__TASK TO COMPLETE__.
Each line of the listing is to be copied exactly.

= = = =

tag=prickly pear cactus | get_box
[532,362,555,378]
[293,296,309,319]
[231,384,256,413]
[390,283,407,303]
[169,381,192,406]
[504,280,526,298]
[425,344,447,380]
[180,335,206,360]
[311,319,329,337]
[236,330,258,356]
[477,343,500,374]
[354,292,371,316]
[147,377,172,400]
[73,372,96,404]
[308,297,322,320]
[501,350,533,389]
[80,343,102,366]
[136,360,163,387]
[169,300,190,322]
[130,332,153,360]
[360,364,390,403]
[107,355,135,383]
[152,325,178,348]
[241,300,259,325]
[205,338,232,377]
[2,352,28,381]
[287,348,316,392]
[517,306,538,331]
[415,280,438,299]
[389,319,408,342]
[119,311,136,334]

= = = =

__RESPONSE TO THIS EXERCISE__.
tag=prickly pear cactus | get_box
[532,362,555,378]
[293,296,309,319]
[231,384,256,413]
[390,283,407,303]
[169,381,192,406]
[504,280,526,298]
[425,344,447,380]
[180,335,206,360]
[311,319,329,337]
[236,330,258,356]
[477,343,500,374]
[354,292,371,316]
[147,377,172,400]
[73,372,96,404]
[308,297,322,320]
[501,350,533,389]
[80,343,102,366]
[136,360,163,387]
[169,300,190,322]
[130,332,153,360]
[360,364,390,403]
[107,355,135,383]
[152,325,178,348]
[241,300,259,325]
[205,338,232,377]
[2,352,28,381]
[287,348,316,392]
[517,306,538,331]
[415,280,438,299]
[389,319,408,342]
[119,311,136,334]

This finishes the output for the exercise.